* What you need to do: Keep every word of the listing and drop the images when you write it out.

* Data listing:
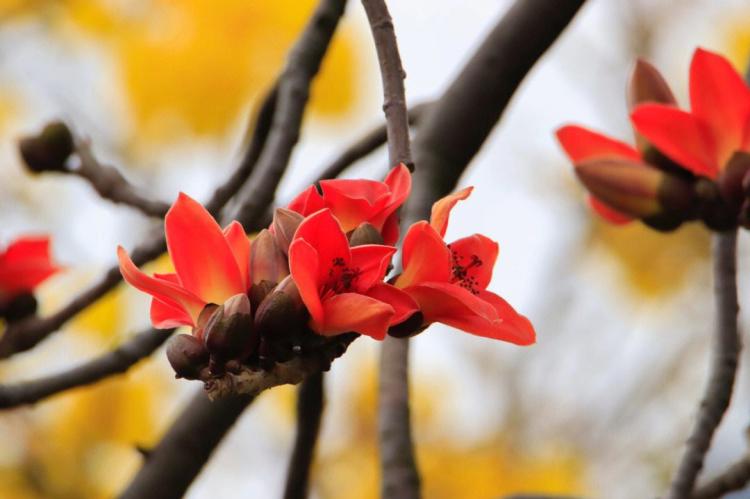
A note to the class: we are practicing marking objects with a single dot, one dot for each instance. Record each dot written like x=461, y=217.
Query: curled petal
x=200, y=253
x=581, y=144
x=303, y=264
x=425, y=256
x=160, y=288
x=354, y=312
x=679, y=135
x=441, y=210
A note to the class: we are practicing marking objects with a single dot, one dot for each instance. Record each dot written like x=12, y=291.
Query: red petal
x=425, y=256
x=303, y=264
x=354, y=201
x=513, y=327
x=355, y=312
x=476, y=256
x=240, y=246
x=441, y=210
x=609, y=214
x=581, y=144
x=323, y=232
x=678, y=135
x=200, y=253
x=165, y=316
x=370, y=261
x=160, y=288
x=719, y=98
x=403, y=305
x=307, y=202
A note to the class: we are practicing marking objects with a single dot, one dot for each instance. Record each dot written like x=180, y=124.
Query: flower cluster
x=687, y=165
x=316, y=278
x=25, y=263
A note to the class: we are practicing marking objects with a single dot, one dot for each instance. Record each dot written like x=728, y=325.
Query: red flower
x=343, y=287
x=354, y=202
x=211, y=265
x=449, y=281
x=25, y=264
x=718, y=124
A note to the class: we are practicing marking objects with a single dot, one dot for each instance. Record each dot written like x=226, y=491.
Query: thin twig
x=111, y=185
x=174, y=463
x=735, y=477
x=117, y=361
x=399, y=471
x=310, y=402
x=301, y=68
x=26, y=334
x=725, y=357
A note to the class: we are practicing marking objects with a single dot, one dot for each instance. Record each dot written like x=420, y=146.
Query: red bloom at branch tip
x=449, y=281
x=354, y=202
x=342, y=287
x=24, y=264
x=211, y=265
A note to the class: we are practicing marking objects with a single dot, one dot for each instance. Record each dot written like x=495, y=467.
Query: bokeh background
x=600, y=406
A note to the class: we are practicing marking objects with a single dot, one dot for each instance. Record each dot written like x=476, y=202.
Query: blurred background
x=600, y=406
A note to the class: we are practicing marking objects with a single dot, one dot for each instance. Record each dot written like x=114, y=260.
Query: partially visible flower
x=211, y=266
x=449, y=281
x=337, y=282
x=25, y=263
x=354, y=202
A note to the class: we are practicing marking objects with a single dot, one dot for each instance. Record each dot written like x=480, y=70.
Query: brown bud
x=187, y=355
x=282, y=311
x=365, y=234
x=49, y=150
x=285, y=223
x=229, y=333
x=267, y=262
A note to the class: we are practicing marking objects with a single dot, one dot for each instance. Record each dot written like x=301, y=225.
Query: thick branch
x=111, y=185
x=293, y=93
x=115, y=362
x=173, y=464
x=310, y=402
x=726, y=349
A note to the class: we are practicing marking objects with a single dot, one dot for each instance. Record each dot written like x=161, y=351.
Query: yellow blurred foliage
x=653, y=263
x=197, y=64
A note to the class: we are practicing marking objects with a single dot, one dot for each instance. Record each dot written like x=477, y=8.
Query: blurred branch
x=736, y=477
x=310, y=402
x=26, y=334
x=302, y=66
x=177, y=459
x=111, y=185
x=367, y=144
x=117, y=361
x=399, y=472
x=726, y=349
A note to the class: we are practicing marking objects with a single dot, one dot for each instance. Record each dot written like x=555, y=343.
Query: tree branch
x=174, y=463
x=726, y=349
x=310, y=402
x=115, y=362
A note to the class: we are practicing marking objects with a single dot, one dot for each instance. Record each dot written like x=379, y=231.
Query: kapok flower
x=449, y=281
x=211, y=266
x=354, y=202
x=25, y=263
x=338, y=283
x=703, y=139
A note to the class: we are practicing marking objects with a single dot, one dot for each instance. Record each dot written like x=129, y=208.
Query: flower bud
x=636, y=189
x=267, y=262
x=285, y=223
x=282, y=312
x=365, y=234
x=229, y=333
x=49, y=150
x=187, y=355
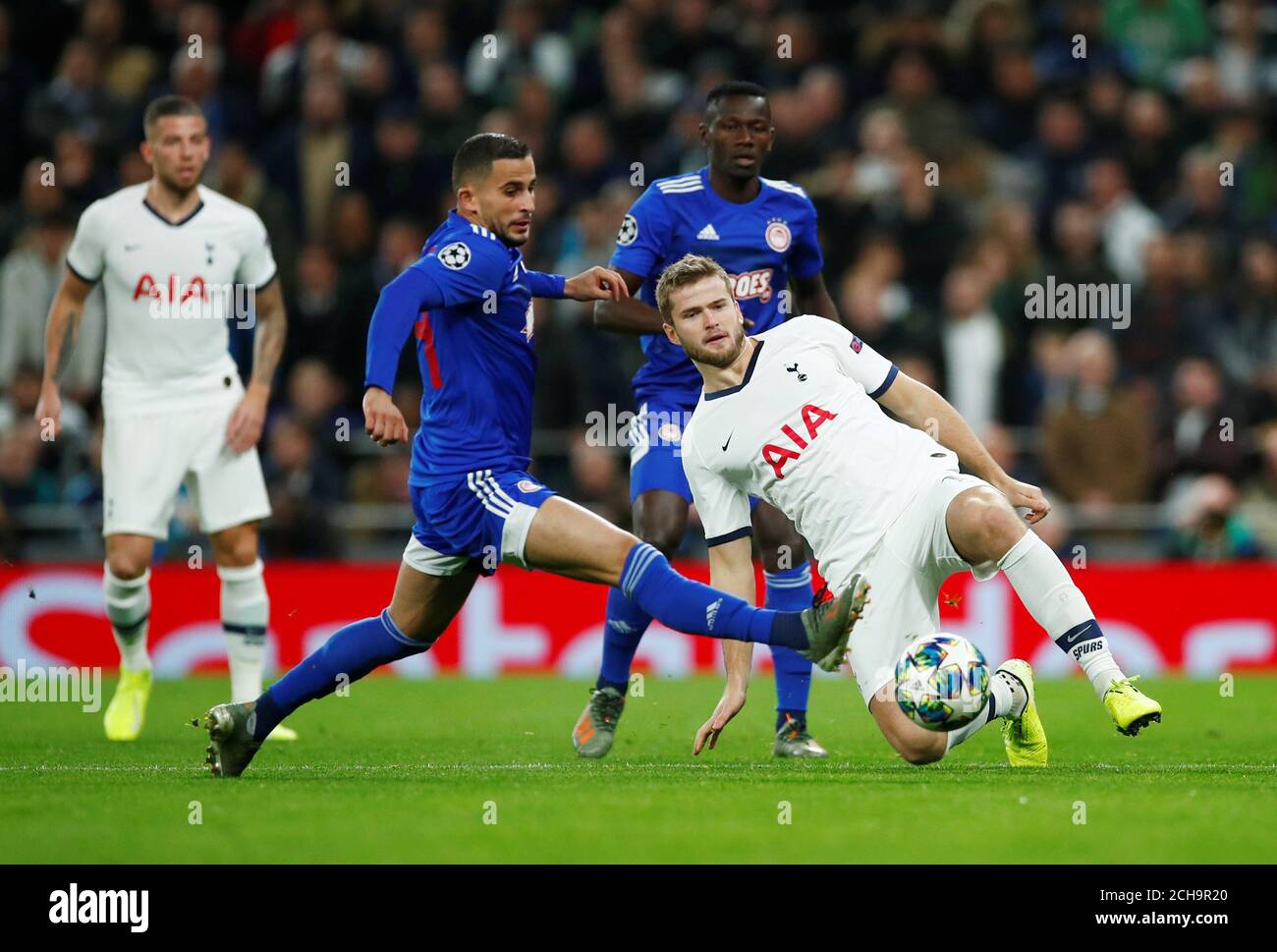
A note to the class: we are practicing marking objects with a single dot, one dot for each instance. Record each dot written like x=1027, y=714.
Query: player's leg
x=229, y=493
x=127, y=591
x=659, y=497
x=571, y=540
x=788, y=579
x=420, y=610
x=660, y=521
x=143, y=462
x=246, y=607
x=908, y=568
x=915, y=744
x=986, y=531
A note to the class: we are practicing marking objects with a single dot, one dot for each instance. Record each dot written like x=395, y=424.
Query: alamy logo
x=711, y=613
x=1081, y=302
x=72, y=906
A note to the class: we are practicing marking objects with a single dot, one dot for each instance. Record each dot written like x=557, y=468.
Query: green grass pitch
x=410, y=772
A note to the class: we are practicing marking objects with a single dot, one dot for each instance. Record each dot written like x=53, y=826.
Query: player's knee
x=920, y=752
x=127, y=565
x=237, y=549
x=984, y=526
x=782, y=553
x=662, y=533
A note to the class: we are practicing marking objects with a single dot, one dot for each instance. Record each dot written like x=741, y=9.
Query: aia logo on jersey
x=171, y=290
x=777, y=455
x=752, y=284
x=778, y=235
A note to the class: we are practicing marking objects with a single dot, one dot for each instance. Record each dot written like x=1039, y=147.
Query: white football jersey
x=805, y=432
x=170, y=290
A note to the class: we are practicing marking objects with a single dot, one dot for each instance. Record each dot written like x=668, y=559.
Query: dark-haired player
x=177, y=260
x=764, y=233
x=469, y=305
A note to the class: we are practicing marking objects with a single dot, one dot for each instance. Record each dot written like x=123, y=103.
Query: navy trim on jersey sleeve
x=884, y=385
x=151, y=208
x=749, y=372
x=545, y=285
x=82, y=277
x=744, y=532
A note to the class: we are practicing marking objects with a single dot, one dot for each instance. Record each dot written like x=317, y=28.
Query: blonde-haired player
x=792, y=417
x=178, y=260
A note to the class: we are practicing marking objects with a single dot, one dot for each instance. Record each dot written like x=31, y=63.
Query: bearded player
x=178, y=260
x=764, y=230
x=468, y=302
x=792, y=417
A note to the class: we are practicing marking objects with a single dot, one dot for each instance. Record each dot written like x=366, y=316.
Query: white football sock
x=246, y=610
x=128, y=606
x=1045, y=588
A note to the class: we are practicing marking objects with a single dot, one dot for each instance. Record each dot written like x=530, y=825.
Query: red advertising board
x=1199, y=620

* Answer to the problem:
A note to the class: we are practicing marking objects with a single dot, one dot for each instance. Record each dot written like x=461, y=217.
Query: curled petal
x=200, y=253
x=581, y=144
x=303, y=264
x=425, y=256
x=160, y=288
x=354, y=312
x=679, y=135
x=441, y=210
A note to the class: we are practicing marking objects with a single dot, one dot for each instance. Record each dot written like x=12, y=291.
Query: red petal
x=425, y=256
x=303, y=264
x=354, y=201
x=513, y=327
x=355, y=312
x=476, y=256
x=240, y=246
x=441, y=210
x=609, y=214
x=581, y=144
x=323, y=232
x=678, y=135
x=200, y=253
x=165, y=316
x=370, y=261
x=160, y=288
x=719, y=98
x=403, y=305
x=307, y=202
A note to the class: we are practicing marking objects with a single dot, one dot for each instance. Record each dot written like x=180, y=124.
Query: flower cluster
x=687, y=165
x=316, y=278
x=25, y=263
A note to the class: we are practicing marking objects with a single dot, one dot for each instance. Record each dot written like x=728, y=325.
Query: red flower
x=343, y=287
x=354, y=202
x=211, y=265
x=449, y=281
x=25, y=264
x=718, y=124
A note to the class: we are practicing marking objects with a single dot, one dot for each instance. Record each dot written like x=226, y=491.
Query: thin twig
x=111, y=185
x=174, y=463
x=735, y=477
x=117, y=361
x=399, y=471
x=310, y=402
x=301, y=68
x=26, y=334
x=725, y=357
A note to the class: we are practicing marking objects with a single dot, one dot for each instance. Record each dot written like x=420, y=146.
Query: red bloom at branch tip
x=449, y=281
x=354, y=202
x=342, y=287
x=24, y=264
x=211, y=265
A note to the class: we are practicing marking objects with a single dot, one dot for each instance. Record each dot written like x=495, y=467.
Query: bokeh background
x=600, y=406
A note to the class: we are practicing marking objects with a single dot, one dot for each instance. Record each dot written like x=476, y=202.
Query: blurred background
x=600, y=406
A note to the class: we are practicing marking objects with a single dot, one dot for each instance. Record each dot written like x=114, y=260.
Query: partially visible flower
x=211, y=266
x=449, y=281
x=337, y=282
x=25, y=263
x=354, y=202
A note to the class: we are practicing marking objects with a single dot, one dot for each instance. Record each dot written like x=480, y=70.
Query: brown bud
x=187, y=355
x=282, y=311
x=365, y=234
x=49, y=150
x=285, y=223
x=229, y=333
x=267, y=262
A note to the class: we are practicing marking objects with a single dot, one dot for each instance. Record each dot written like x=301, y=225.
Query: thick branch
x=111, y=185
x=293, y=93
x=115, y=362
x=173, y=464
x=310, y=402
x=726, y=349
A note to the class: we are practicing marking objects with a single dot, one dot for each instance. Record each dot written like x=161, y=351.
Query: yellow blurred foliage
x=653, y=263
x=197, y=64
A note to the class: we are practicing marking objects with a single dot, one dot for each instance. Record each dot written like x=477, y=8.
Query: blurred branch
x=736, y=477
x=310, y=402
x=26, y=334
x=302, y=66
x=177, y=459
x=111, y=185
x=367, y=144
x=117, y=361
x=399, y=472
x=726, y=349
A note to the class: we are practicing marking objects with a single dot, one dot for each instance. Record each dot written like x=555, y=343.
Query: tree branch
x=174, y=463
x=726, y=349
x=310, y=402
x=115, y=362
A note to the class: we are practicing marking objects with a single dot, one dot for each instance. Record each dot written like x=379, y=231.
Query: kapok flower
x=449, y=281
x=211, y=266
x=354, y=202
x=25, y=263
x=338, y=283
x=703, y=139
A note to the class: we are practicing marking objects with a single dot, one dot for each instance. Record each dot written like x=129, y=208.
Query: flower bud
x=636, y=189
x=267, y=262
x=285, y=223
x=282, y=312
x=365, y=234
x=229, y=333
x=49, y=150
x=187, y=355
A note to the class: we are practicing marking objects with a single dot, one dot for each instance. Record each dot written like x=1027, y=714.
Query: player's leg
x=229, y=493
x=127, y=591
x=659, y=497
x=571, y=540
x=788, y=579
x=420, y=610
x=660, y=521
x=143, y=462
x=246, y=607
x=908, y=568
x=915, y=744
x=986, y=531
A note to the class: we are practicing marking objects with a single dot, one dot for each instance. Record each dot written like x=395, y=424.
Query: alamy logo
x=711, y=613
x=1081, y=302
x=72, y=906
A note to the class: we are practicing marking objects with a single dot, one dot for each instance. Record each dot written like x=557, y=468.
Query: green grass pitch
x=410, y=772
A note to the class: we are practicing marking objects with a single dot, one dot for each instance. Record each dot written like x=53, y=826.
Query: player's knee
x=920, y=752
x=127, y=565
x=237, y=549
x=984, y=526
x=782, y=553
x=662, y=533
A note to the class: we are practicing marking objects with a single dot, one dot for each instance. Record each dot written like x=741, y=9.
Query: aia logo on jersey
x=171, y=290
x=777, y=455
x=752, y=284
x=778, y=235
A note to the class: we are practicing marking objects with a single dot, one dot for each instance. Record each dot written like x=1039, y=147.
Query: white football jersey
x=805, y=432
x=170, y=290
A note to the class: we are practicing marking objects with a single dot, one dot for each instance. Record each dot written like x=668, y=559.
Query: dark-haired player
x=177, y=260
x=764, y=233
x=469, y=305
A note to the class: we are practicing marking objects with a single dot, one dot for each instance. Record each dot written like x=123, y=103.
Query: navy trim on jersey sleeve
x=884, y=385
x=151, y=208
x=749, y=372
x=545, y=285
x=82, y=277
x=744, y=532
A note to the class: we are practicing marking objects with a single dot, one dot for each instance. Record each dot written like x=317, y=28.
Query: blonde-haired player
x=792, y=417
x=178, y=260
A note to the class: we are practicing marking objects with a single dot, one dot for each instance. Record each dot written like x=31, y=63.
Query: bearded player
x=178, y=260
x=764, y=230
x=468, y=302
x=792, y=417
A note to the class: we are practicing marking objects with a single dot, one dot for each instance. Record each dot written like x=366, y=316.
Query: white football sock
x=246, y=610
x=128, y=606
x=1045, y=588
A note to the class: we are practicing marking objects with a single dot, one dot for each instance. Record each dot written like x=530, y=825.
Query: red advertising board
x=1199, y=620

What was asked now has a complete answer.